— Action item —
Your task is to repeat the entries exactly. Leave the pictures out.

— Data extracts —

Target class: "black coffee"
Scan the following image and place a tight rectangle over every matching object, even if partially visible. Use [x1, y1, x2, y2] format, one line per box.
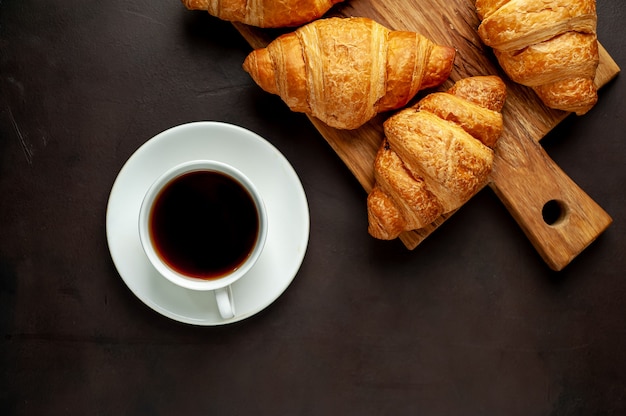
[149, 170, 259, 279]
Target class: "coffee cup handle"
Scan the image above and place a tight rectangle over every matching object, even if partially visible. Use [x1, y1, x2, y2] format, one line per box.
[215, 286, 235, 319]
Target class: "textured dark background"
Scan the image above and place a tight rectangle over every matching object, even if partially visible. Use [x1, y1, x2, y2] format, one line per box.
[1, 1, 625, 414]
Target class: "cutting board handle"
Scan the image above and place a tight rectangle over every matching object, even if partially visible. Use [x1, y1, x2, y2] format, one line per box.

— Answer below —
Target class: "black coffee"
Scan the following image and place a tight rectangle over every matching object, even if partially visible. Use [x1, y1, x2, y2] format, one line per box.
[149, 170, 259, 279]
Target class: "coffee cup handle"
Scan the image above and place a tight rectangle over every matching object, even if partially visible. Use [x1, y1, x2, y2] format, one line per box.
[215, 286, 235, 319]
Target class: "textured dark background"
Scan the image above and place a tight rectangle over every matching object, even if partially visible. Use [x1, y1, x2, y2] format, one line per box.
[1, 1, 625, 414]
Target class: "cutting board handle"
Scan the image above and place a tight rectangle over every matching object, even if partially visible. Use [x1, y1, x2, y2] format, one line per box.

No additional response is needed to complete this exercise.